§ Point-per-instance localization data:

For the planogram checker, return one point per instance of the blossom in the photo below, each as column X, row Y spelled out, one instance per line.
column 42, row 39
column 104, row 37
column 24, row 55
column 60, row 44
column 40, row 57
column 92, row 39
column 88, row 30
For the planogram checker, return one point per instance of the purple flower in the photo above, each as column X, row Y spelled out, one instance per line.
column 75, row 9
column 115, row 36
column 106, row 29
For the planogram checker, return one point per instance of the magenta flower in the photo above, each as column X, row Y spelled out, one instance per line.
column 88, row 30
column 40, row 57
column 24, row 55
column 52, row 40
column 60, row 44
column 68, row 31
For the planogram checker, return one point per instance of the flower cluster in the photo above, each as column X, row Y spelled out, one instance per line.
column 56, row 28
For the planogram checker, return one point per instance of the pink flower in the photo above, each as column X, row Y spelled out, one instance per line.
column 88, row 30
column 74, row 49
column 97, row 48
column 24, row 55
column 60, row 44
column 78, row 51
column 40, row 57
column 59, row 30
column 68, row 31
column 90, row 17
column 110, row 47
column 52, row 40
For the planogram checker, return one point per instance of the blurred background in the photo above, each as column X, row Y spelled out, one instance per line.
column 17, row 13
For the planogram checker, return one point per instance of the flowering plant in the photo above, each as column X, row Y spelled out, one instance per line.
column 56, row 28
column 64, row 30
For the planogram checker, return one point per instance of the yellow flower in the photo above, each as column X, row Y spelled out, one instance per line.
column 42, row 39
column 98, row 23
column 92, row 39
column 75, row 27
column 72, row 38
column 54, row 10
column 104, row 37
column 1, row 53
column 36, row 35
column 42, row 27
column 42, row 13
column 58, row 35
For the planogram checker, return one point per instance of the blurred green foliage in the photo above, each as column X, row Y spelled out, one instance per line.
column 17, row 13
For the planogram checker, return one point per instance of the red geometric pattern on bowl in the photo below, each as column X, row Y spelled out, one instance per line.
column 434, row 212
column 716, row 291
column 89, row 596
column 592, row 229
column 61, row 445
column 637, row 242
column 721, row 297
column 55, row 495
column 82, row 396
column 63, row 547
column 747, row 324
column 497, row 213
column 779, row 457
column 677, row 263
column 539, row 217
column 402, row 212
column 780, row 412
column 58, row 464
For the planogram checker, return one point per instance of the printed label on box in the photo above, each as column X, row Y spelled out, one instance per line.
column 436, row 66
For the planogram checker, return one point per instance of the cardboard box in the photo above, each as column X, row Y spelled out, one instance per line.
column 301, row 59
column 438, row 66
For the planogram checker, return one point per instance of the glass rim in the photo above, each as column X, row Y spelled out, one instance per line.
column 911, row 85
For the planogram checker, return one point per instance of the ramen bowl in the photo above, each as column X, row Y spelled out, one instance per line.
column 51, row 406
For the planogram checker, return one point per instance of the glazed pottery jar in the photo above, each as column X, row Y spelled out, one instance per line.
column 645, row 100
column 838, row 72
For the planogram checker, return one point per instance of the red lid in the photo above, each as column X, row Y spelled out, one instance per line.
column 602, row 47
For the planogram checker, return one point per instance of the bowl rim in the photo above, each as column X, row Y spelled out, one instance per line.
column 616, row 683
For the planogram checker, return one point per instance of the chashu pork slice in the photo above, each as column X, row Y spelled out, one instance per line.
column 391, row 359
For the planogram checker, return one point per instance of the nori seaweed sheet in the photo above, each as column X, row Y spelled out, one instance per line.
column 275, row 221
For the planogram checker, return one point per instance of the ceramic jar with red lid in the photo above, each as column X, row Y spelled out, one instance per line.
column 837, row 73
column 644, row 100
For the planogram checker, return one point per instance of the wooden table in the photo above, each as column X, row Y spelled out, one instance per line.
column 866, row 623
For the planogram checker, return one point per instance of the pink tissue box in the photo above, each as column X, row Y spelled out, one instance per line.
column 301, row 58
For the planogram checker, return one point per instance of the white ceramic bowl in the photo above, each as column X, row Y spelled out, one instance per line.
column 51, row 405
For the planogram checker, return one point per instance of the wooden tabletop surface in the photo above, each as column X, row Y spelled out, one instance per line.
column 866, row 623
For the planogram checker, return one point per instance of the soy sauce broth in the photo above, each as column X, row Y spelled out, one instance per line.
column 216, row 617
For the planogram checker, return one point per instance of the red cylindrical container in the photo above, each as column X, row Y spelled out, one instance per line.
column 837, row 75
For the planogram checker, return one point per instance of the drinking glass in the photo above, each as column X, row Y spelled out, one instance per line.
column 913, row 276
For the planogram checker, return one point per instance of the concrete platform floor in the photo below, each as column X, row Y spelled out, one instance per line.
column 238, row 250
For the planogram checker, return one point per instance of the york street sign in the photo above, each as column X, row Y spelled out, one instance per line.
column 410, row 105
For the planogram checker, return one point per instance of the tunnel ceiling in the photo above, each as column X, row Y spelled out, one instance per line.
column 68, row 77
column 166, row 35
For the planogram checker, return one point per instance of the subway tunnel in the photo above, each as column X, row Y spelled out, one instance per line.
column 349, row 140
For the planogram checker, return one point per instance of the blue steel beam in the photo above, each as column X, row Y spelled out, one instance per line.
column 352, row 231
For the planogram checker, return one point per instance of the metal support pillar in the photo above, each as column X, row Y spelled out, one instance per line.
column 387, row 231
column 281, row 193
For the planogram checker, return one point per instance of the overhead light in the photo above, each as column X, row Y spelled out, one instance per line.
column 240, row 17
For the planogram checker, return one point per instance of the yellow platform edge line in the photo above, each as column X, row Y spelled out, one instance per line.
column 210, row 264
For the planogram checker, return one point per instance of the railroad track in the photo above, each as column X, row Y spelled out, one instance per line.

§ EXERCISE GOAL: Reproduce all entries. Keep them exact.

§ SOLUTION TO THIS EXERCISE:
For the planogram checker, return one point per instance of the blossom in the photo below, each as column X, row Y spelled out, one instance per line.
column 42, row 39
column 104, row 37
column 24, row 55
column 60, row 44
column 40, row 57
column 92, row 39
column 88, row 30
For the planogram checker, return one point per instance of the purple flower in the photo above, each as column X, row Y spelled out, one instance per line.
column 75, row 9
column 115, row 36
column 106, row 29
For the planogram checker, return one point per instance of the magenta flower in the photo above, each as column X, row Y spelled out, one instance per line.
column 88, row 30
column 40, row 57
column 24, row 55
column 52, row 40
column 60, row 44
column 68, row 31
For the planogram checker, return one point per instance of the flower cluster in the photo above, each as column X, row Y spelled out, one instance per line.
column 56, row 28
For the planogram checker, return one point per instance of the pink flower in the photo above, each as column X, row Y spelled out, one instance per line.
column 88, row 30
column 74, row 49
column 97, row 48
column 24, row 55
column 60, row 44
column 78, row 51
column 40, row 57
column 59, row 30
column 68, row 31
column 90, row 17
column 110, row 47
column 52, row 40
For the planogram checker, return one point per instance of the blurred background in the photo above, each as column X, row Y spelled out, one instance per line.
column 17, row 13
For the planogram checker, return one point per instance of the flowering plant in the photo above, each as column X, row Y spelled out, one instance per line.
column 56, row 28
column 64, row 30
For the planogram checker, return one point per instance of the yellow flower in the photo above, each as column X, row Y spelled out, one instance per line.
column 42, row 39
column 98, row 23
column 92, row 39
column 75, row 27
column 72, row 38
column 54, row 10
column 104, row 37
column 1, row 53
column 36, row 35
column 42, row 27
column 42, row 13
column 58, row 35
For the planogram checker, return one point per instance of the blurred green foliage in the photo above, each as column X, row Y spelled out, one instance per line.
column 17, row 13
For the planogram checker, return one point per instance of the red geometric pattern on bowl in the photo below, each as column X, row Y spelled out, one instance per line.
column 434, row 212
column 716, row 291
column 89, row 596
column 592, row 229
column 61, row 445
column 637, row 242
column 721, row 297
column 55, row 495
column 82, row 396
column 63, row 547
column 747, row 324
column 497, row 213
column 779, row 457
column 677, row 263
column 539, row 217
column 402, row 212
column 780, row 412
column 58, row 464
For the planogram checker, return one point per instance of the printed label on box in the photo above, each as column X, row Y spelled out, one instance per line.
column 436, row 66
For the planogram checker, return one point per instance of the cardboard box in the photo above, each as column X, row Y spelled out, one instance per line.
column 301, row 59
column 438, row 66
For the planogram checker, return one point per instance of the glass rim in the photo above, each as column X, row Y spelled out, one instance per line.
column 911, row 85
For the planogram checker, return one point per instance of the ramen bowl in the photo above, each as column X, row Y spelled out, one instance per line.
column 51, row 406
For the planogram checker, return one point per instance of the glazed pottery jar in the photo above, each as column X, row Y spelled out, one instance per line.
column 645, row 100
column 838, row 72
For the planogram checker, return one point per instance of the red lid in the photo above, each as column X, row Y spelled out, one instance per line.
column 602, row 47
For the planogram checker, return one point per instance of the bowl rim in the photo above, each as column X, row Y spelled out, one instance per line.
column 616, row 683
For the planogram checker, return one point per instance of the chashu pork slice in the photo above, each as column X, row Y spelled out, one instance per line.
column 391, row 359
For the planogram checker, return one point per instance of the nori seaweed sheet in the photo above, each as column X, row Y spelled out, one instance per line.
column 275, row 221
For the planogram checker, return one point per instance of the ceramic jar with red lid in the photo above, each as column X, row Y spelled out, one instance per line.
column 837, row 73
column 644, row 100
For the planogram checker, return one point per instance of the wooden table in the photo above, each as column X, row Y spelled out, one instance per line.
column 866, row 623
For the planogram checker, return one point per instance of the pink tissue box in the photo above, each as column X, row Y spelled out, one instance per line.
column 301, row 58
For the planogram checker, return one point per instance of the white ceramic bowl in the photo above, each as column X, row Y spelled out, one instance per line.
column 51, row 405
For the planogram checker, return one point per instance of the wooden tabletop surface in the photo above, each as column X, row Y spelled out, one instance per line.
column 866, row 623
For the planogram checker, return one point per instance of the soy sauce broth in the photo above, each as column X, row Y spelled out, one instance per line.
column 216, row 617
For the planogram checker, return one point per instance of the red cylindrical container in the photo above, each as column X, row Y spelled out, one instance per line.
column 837, row 75
For the planogram checker, return one point per instance of the drinking glass in the photo above, each as column X, row Y spelled out, one instance per line.
column 913, row 276
For the planogram checker, return one point per instance of the concrete platform floor in the photo below, each as column X, row Y spelled out, one instance per line.
column 238, row 250
For the planogram checker, return one point per instance of the york street sign in the photo above, each as column X, row Y spelled out, one instance per line.
column 410, row 105
For the planogram checker, return one point per instance of the tunnel ceiling in the photo above, each as column X, row Y spelled out, one instance per line.
column 68, row 77
column 166, row 35
For the planogram checker, return one point per instance of the subway tunnel in the photo above, each as column X, row Y spelled out, one instance per line.
column 349, row 140
For the planogram checker, return one point per instance of the blue steel beam in the photo above, each as column X, row Y spelled out, one instance per line.
column 352, row 231
For the planogram checker, return one point per instance of the metal support pillar in the photo above, each as column X, row Y spelled out, one instance per line.
column 387, row 231
column 281, row 193
For the planogram checker, return one point per instance of the overhead light in the photo above, each as column X, row Y spelled out, one instance per line.
column 240, row 17
For the planogram checker, return one point per instance of the yellow platform edge line in the photo above, each as column X, row Y spelled out, one instance per line.
column 210, row 264
For the planogram checker, return one point per instance of the railroad track in the photo above, each as column X, row Y spelled out, one instance per line.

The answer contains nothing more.